**** Records for the task

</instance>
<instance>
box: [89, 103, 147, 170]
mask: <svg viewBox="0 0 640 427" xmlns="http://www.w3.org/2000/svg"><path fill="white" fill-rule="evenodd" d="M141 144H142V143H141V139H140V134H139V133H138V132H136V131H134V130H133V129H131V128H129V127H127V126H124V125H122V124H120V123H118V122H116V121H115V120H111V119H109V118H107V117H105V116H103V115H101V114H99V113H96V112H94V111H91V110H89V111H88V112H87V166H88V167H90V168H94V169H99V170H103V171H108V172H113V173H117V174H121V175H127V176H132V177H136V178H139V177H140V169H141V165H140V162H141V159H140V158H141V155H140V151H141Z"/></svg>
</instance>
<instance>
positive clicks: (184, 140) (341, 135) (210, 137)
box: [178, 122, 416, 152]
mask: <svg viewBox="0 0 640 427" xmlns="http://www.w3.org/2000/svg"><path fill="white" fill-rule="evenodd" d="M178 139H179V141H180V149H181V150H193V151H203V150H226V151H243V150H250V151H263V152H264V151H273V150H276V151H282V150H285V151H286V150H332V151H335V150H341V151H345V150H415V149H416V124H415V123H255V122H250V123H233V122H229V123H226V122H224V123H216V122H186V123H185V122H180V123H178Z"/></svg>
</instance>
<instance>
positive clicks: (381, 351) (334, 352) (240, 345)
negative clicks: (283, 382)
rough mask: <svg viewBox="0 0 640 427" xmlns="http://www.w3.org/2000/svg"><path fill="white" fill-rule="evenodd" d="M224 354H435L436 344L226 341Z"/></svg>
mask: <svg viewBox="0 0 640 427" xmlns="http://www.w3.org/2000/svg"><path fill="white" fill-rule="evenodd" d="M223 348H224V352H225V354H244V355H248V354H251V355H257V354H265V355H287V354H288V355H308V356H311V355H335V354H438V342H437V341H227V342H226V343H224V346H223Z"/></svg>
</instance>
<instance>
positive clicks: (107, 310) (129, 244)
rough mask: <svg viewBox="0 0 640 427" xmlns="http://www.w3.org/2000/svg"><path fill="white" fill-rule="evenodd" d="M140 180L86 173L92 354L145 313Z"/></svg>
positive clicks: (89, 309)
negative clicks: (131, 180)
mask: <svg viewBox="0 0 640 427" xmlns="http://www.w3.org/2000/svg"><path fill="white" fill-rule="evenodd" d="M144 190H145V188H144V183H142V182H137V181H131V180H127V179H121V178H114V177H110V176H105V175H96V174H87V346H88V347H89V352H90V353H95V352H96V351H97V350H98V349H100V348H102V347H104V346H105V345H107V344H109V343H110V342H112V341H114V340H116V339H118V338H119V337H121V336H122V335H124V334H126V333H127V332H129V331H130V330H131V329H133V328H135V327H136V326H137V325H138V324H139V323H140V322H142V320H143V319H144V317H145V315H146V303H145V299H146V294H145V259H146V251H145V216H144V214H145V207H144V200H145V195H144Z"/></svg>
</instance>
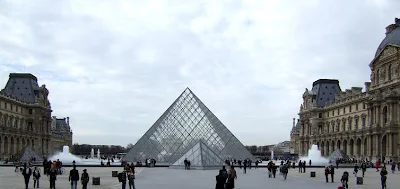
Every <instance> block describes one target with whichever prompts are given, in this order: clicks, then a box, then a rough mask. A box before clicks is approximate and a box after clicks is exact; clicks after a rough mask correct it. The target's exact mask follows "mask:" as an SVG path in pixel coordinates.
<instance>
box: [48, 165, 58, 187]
mask: <svg viewBox="0 0 400 189" xmlns="http://www.w3.org/2000/svg"><path fill="white" fill-rule="evenodd" d="M48 175H49V177H50V189H56V180H57V170H56V168H55V166H53V167H52V168H50V170H49V172H48Z"/></svg>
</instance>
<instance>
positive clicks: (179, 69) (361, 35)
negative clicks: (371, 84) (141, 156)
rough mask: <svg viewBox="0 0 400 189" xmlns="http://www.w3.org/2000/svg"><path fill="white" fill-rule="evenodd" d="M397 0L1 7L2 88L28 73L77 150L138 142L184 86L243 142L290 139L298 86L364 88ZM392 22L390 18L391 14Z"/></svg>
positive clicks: (35, 2) (16, 5)
mask: <svg viewBox="0 0 400 189" xmlns="http://www.w3.org/2000/svg"><path fill="white" fill-rule="evenodd" d="M399 7H400V1H397V0H352V1H347V0H343V1H339V0H320V1H319V0H304V1H300V0H298V1H293V0H219V1H215V0H198V1H187V0H121V1H116V0H113V1H111V0H94V1H90V0H85V1H81V0H76V1H74V0H71V1H61V0H60V1H54V0H49V1H42V0H35V1H25V0H23V1H19V0H0V83H1V85H2V86H5V84H6V82H7V79H8V74H9V73H10V72H30V73H33V74H34V75H36V76H37V77H38V79H39V84H40V85H41V84H46V86H47V87H48V89H49V90H50V96H49V98H50V101H51V103H52V108H53V114H54V115H57V116H59V117H66V116H69V117H71V125H72V129H73V131H74V143H75V142H76V143H91V144H120V145H124V146H125V145H127V144H128V143H135V142H136V141H137V140H138V139H139V138H140V137H141V136H142V135H143V134H144V133H145V132H146V131H147V129H149V127H150V126H151V125H152V124H153V123H154V122H155V121H156V120H157V119H158V117H159V116H160V115H161V114H162V113H163V112H164V111H165V110H166V109H167V108H168V106H169V105H170V104H171V103H172V102H173V101H174V100H175V98H177V97H178V96H179V94H180V93H181V92H182V91H183V90H184V89H185V88H186V87H189V88H190V89H191V90H192V91H193V92H194V93H195V94H196V95H197V96H198V97H199V98H200V99H201V100H202V101H203V102H204V103H205V104H206V105H207V106H208V107H209V108H210V109H211V110H212V111H213V112H214V113H215V114H216V115H217V117H219V119H220V120H221V121H222V122H223V123H224V124H225V125H226V126H227V127H228V128H229V129H230V130H231V131H232V133H233V134H235V135H236V136H237V137H238V138H239V140H241V141H242V143H244V144H245V145H252V144H255V145H264V144H272V143H278V142H281V141H284V140H289V132H290V130H291V128H292V118H294V117H297V113H298V110H299V106H300V104H301V103H302V97H301V95H302V93H303V92H304V90H305V88H311V85H312V82H313V81H315V80H317V79H319V78H332V79H339V80H340V83H341V87H342V89H346V88H349V87H351V86H361V87H363V85H364V82H365V81H368V80H369V74H370V73H369V67H368V64H369V63H370V61H371V60H372V58H373V56H374V54H375V51H376V48H377V47H378V45H379V43H380V41H381V40H382V39H383V38H384V36H385V27H386V26H387V25H389V24H392V23H394V18H395V17H396V16H397V17H398V16H400V15H399V14H398V13H399V12H398V8H399ZM396 13H397V14H396Z"/></svg>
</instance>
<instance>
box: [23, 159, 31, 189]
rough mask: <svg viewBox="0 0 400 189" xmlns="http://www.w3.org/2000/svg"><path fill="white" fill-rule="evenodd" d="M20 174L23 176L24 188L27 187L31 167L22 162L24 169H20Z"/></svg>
mask: <svg viewBox="0 0 400 189" xmlns="http://www.w3.org/2000/svg"><path fill="white" fill-rule="evenodd" d="M22 175H23V176H24V180H25V188H26V189H28V185H29V180H30V178H31V175H32V169H31V168H30V167H27V165H26V163H25V164H24V169H23V170H22Z"/></svg>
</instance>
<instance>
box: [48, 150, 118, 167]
mask: <svg viewBox="0 0 400 189" xmlns="http://www.w3.org/2000/svg"><path fill="white" fill-rule="evenodd" d="M90 156H91V159H81V158H79V157H78V156H75V155H73V154H71V153H70V152H69V146H63V151H62V152H59V153H57V154H55V155H54V156H52V157H50V158H49V159H48V160H51V161H57V159H59V160H60V161H61V162H62V163H63V164H64V165H72V162H73V161H75V164H76V165H100V162H101V159H100V149H98V150H97V159H95V158H94V149H92V150H91V152H90ZM111 164H115V165H121V162H120V160H114V162H113V163H111Z"/></svg>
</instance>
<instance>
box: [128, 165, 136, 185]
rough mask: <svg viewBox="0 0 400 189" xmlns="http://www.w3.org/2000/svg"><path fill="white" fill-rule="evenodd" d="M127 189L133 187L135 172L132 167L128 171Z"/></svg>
mask: <svg viewBox="0 0 400 189" xmlns="http://www.w3.org/2000/svg"><path fill="white" fill-rule="evenodd" d="M128 184H129V189H135V172H134V171H132V169H131V170H130V171H129V172H128Z"/></svg>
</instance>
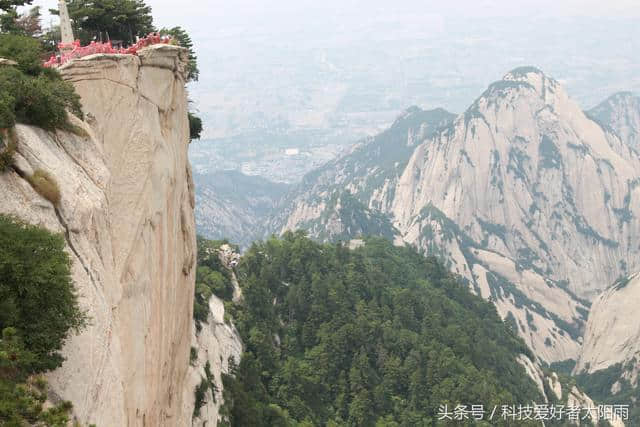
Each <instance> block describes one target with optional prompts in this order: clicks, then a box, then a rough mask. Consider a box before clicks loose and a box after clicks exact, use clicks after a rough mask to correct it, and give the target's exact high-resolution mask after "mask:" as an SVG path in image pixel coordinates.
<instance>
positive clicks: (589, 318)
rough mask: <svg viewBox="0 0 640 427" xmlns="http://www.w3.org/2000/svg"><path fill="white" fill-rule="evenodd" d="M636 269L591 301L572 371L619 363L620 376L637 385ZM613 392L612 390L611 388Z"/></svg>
mask: <svg viewBox="0 0 640 427" xmlns="http://www.w3.org/2000/svg"><path fill="white" fill-rule="evenodd" d="M639 298H640V273H636V274H634V275H632V276H629V277H627V278H625V279H620V280H618V281H617V282H616V283H615V284H614V285H613V286H611V287H609V288H608V289H607V290H606V291H604V292H603V293H602V294H601V295H600V296H599V297H598V299H597V300H596V301H595V302H594V304H593V308H592V309H591V313H589V322H588V323H587V328H586V331H585V335H584V346H583V351H582V354H581V355H580V358H579V359H578V363H577V364H576V368H575V371H576V373H581V372H588V373H592V372H596V371H599V370H602V369H606V368H608V367H610V366H613V365H616V364H618V363H621V364H622V366H621V369H620V374H621V378H624V379H626V380H627V381H629V382H630V383H631V385H632V386H637V385H638V374H639V373H640V322H638V314H637V311H638V300H639ZM612 392H613V393H615V391H614V390H612Z"/></svg>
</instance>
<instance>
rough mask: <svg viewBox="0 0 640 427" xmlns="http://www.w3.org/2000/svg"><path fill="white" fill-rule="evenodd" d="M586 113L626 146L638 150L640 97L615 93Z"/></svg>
mask: <svg viewBox="0 0 640 427" xmlns="http://www.w3.org/2000/svg"><path fill="white" fill-rule="evenodd" d="M586 113H587V116H589V118H591V119H592V120H594V121H596V122H597V123H598V124H600V126H602V127H603V128H604V129H607V130H609V131H611V132H613V133H614V134H616V135H617V136H618V137H619V138H620V140H621V141H622V142H624V143H625V144H627V145H628V146H630V147H632V148H636V149H638V148H640V97H638V96H637V95H635V94H633V93H632V92H616V93H614V94H613V95H611V96H610V97H608V98H607V99H605V100H604V101H602V102H601V103H600V104H598V105H597V106H595V107H594V108H592V109H591V110H589V111H587V112H586Z"/></svg>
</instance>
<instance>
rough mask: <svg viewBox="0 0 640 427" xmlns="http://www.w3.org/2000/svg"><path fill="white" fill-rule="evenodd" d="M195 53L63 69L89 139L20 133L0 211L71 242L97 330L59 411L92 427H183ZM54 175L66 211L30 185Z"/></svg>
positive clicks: (77, 271) (191, 319) (60, 383)
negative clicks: (186, 79)
mask: <svg viewBox="0 0 640 427" xmlns="http://www.w3.org/2000/svg"><path fill="white" fill-rule="evenodd" d="M184 55H185V53H184V51H183V50H182V49H180V48H177V47H169V46H162V47H160V48H155V47H152V48H149V49H147V50H143V51H141V52H140V56H139V57H135V56H125V55H94V56H92V57H86V58H83V59H80V60H74V61H72V62H70V63H69V64H67V65H65V67H63V68H62V70H61V71H62V73H63V76H64V78H65V79H67V80H69V81H71V82H72V83H73V84H74V86H75V87H76V90H77V92H78V93H79V95H80V96H81V98H82V105H83V110H84V112H85V115H86V117H87V123H83V122H79V121H77V122H76V125H77V126H79V127H80V128H82V129H83V130H84V132H78V133H79V134H84V133H86V135H82V136H78V135H75V134H72V133H67V132H57V133H46V132H44V131H42V130H40V129H36V128H32V127H28V126H21V125H19V126H17V136H18V155H17V156H16V165H17V166H16V168H15V169H14V170H12V171H10V172H8V173H5V174H3V175H0V199H1V200H2V203H1V204H0V211H1V212H3V213H9V214H13V215H17V216H19V217H20V218H22V219H24V220H25V221H28V222H30V223H34V224H40V225H43V226H45V227H47V228H49V229H50V230H53V231H56V232H61V233H63V234H64V236H65V237H66V240H67V245H68V246H67V248H68V251H69V253H70V255H71V258H72V261H73V266H72V272H73V279H74V282H75V284H76V287H77V289H78V293H79V295H80V299H81V304H82V306H83V308H85V309H86V310H87V312H88V314H89V316H90V318H91V324H90V326H89V327H88V328H87V329H86V330H84V331H83V332H82V333H81V334H80V335H77V336H73V337H71V338H70V339H69V340H68V341H67V343H66V345H65V346H64V349H63V353H64V356H65V357H66V361H65V363H64V364H63V366H62V367H61V368H59V369H58V370H56V371H54V372H52V373H51V374H50V375H48V377H49V382H50V384H51V387H52V390H53V393H52V396H51V397H52V399H53V400H55V399H56V398H62V399H67V400H70V401H72V403H73V405H74V415H75V416H76V418H77V420H79V421H80V422H82V423H95V424H97V425H100V426H125V425H129V426H144V425H146V426H182V425H189V424H190V423H191V413H185V412H184V406H185V404H186V403H185V401H187V400H189V399H193V390H192V389H191V390H189V389H187V384H188V378H187V370H188V366H189V348H190V344H191V336H192V330H193V323H192V309H193V287H194V282H195V277H194V276H195V262H196V259H195V253H196V251H195V249H196V248H195V245H196V240H195V225H194V217H193V209H194V206H193V204H194V203H193V200H194V195H193V185H192V180H191V173H190V170H189V169H190V166H189V163H188V159H187V147H188V141H189V126H188V121H187V95H186V91H185V84H184V83H185V82H184V76H183V74H182V67H183V66H182V61H183V59H184ZM37 168H42V169H44V170H46V171H48V172H49V173H51V175H52V176H53V177H54V178H55V180H56V181H57V182H58V185H59V187H60V190H61V194H62V200H61V202H60V204H59V206H56V207H54V206H52V205H51V203H49V202H48V201H46V200H44V199H42V198H41V197H40V196H39V195H38V194H37V193H35V191H33V189H32V188H31V187H30V186H29V184H28V183H27V182H26V181H25V179H24V177H25V176H26V175H27V174H29V173H30V172H31V171H32V170H35V169H37Z"/></svg>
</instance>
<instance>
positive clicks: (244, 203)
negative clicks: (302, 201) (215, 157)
mask: <svg viewBox="0 0 640 427" xmlns="http://www.w3.org/2000/svg"><path fill="white" fill-rule="evenodd" d="M193 178H194V182H195V193H196V210H195V213H196V228H197V232H198V234H200V235H202V236H204V237H207V238H210V239H223V238H227V239H229V240H231V241H233V242H235V243H237V244H239V245H240V246H242V247H246V246H248V245H249V244H250V243H251V242H253V241H254V240H256V239H259V238H261V237H262V235H263V221H264V219H265V218H268V217H269V215H270V214H271V213H272V210H273V208H274V206H275V205H277V202H278V201H279V200H280V198H281V197H282V196H283V195H284V194H285V193H286V191H287V189H288V188H289V186H288V185H287V184H282V183H275V182H272V181H269V180H267V179H264V178H261V177H258V176H249V175H245V174H243V173H241V172H238V171H233V170H230V171H218V172H213V173H209V174H197V173H196V174H194V177H193Z"/></svg>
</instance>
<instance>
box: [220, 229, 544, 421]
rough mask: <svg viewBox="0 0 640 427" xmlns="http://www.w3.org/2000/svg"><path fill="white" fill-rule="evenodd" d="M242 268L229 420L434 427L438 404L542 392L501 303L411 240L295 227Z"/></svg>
mask: <svg viewBox="0 0 640 427" xmlns="http://www.w3.org/2000/svg"><path fill="white" fill-rule="evenodd" d="M239 275H240V276H239V280H240V283H241V286H242V289H243V295H244V302H243V303H241V305H239V306H236V310H235V311H236V313H235V317H234V318H235V321H236V324H237V326H238V329H239V331H240V334H241V336H242V338H243V341H244V343H245V345H246V348H245V353H244V354H243V357H242V361H241V362H240V365H239V366H237V367H234V368H233V375H227V376H225V377H224V385H225V389H224V400H225V407H224V408H223V410H222V415H223V418H225V419H226V422H227V423H229V424H230V425H255V426H261V425H264V426H271V425H283V426H284V425H333V426H336V425H358V426H373V425H384V426H398V425H403V426H415V425H431V424H432V423H434V422H435V421H436V420H437V418H436V414H437V410H438V407H439V405H441V404H449V405H455V404H458V403H462V404H472V403H473V404H485V405H487V406H488V405H492V404H500V403H499V402H522V403H525V402H531V401H532V400H536V399H540V395H539V394H538V391H537V389H536V387H535V386H534V384H533V382H532V381H531V380H530V379H529V377H528V376H527V374H526V373H525V371H524V369H523V368H522V367H521V366H520V365H519V364H518V363H517V361H516V358H517V356H518V354H521V353H525V354H529V350H528V349H527V348H526V346H525V344H524V343H523V342H522V341H521V340H520V339H519V338H518V337H517V336H516V335H515V333H514V332H513V331H512V330H511V329H510V328H509V327H508V326H507V325H505V324H504V323H503V322H502V321H501V320H500V318H499V317H498V315H497V313H496V311H495V308H494V307H493V305H491V304H490V303H487V302H485V301H483V300H482V299H481V298H479V297H476V296H474V295H472V294H471V293H470V292H469V290H468V288H467V287H466V286H465V285H464V284H462V283H461V282H460V281H459V280H458V279H457V278H456V277H454V276H452V275H451V274H450V273H448V272H447V270H446V269H445V267H444V266H442V265H441V264H440V263H439V262H438V261H437V260H436V259H434V258H428V259H425V258H424V257H422V256H421V255H420V254H418V253H417V252H415V251H414V250H412V249H410V248H399V247H394V246H392V245H391V243H390V242H388V241H386V240H384V239H379V238H378V239H368V240H367V241H366V245H365V246H363V247H361V248H358V249H356V250H349V249H347V248H346V247H344V246H342V245H340V244H337V245H332V244H325V245H323V244H318V243H314V242H312V241H311V240H309V239H308V238H307V237H305V236H304V234H303V233H301V232H298V233H290V232H289V233H286V234H285V235H284V237H283V238H282V239H277V238H272V239H270V240H268V241H266V242H264V243H257V244H254V245H253V246H252V247H251V249H250V250H249V251H248V252H247V253H246V254H245V255H244V257H243V259H242V261H241V263H240V264H239Z"/></svg>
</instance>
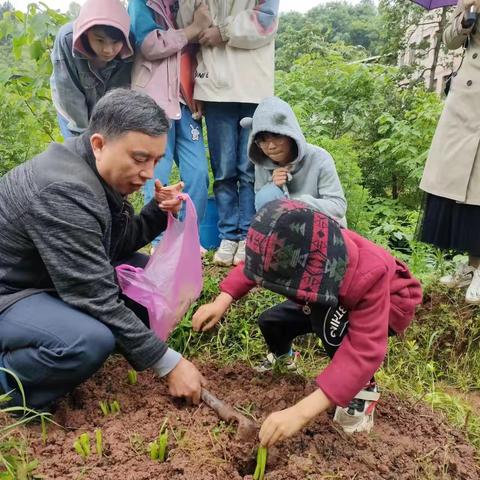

********

Task instructions:
Give the number of lines in the entries that include the string "after", and nothing else.

Solution for this task:
2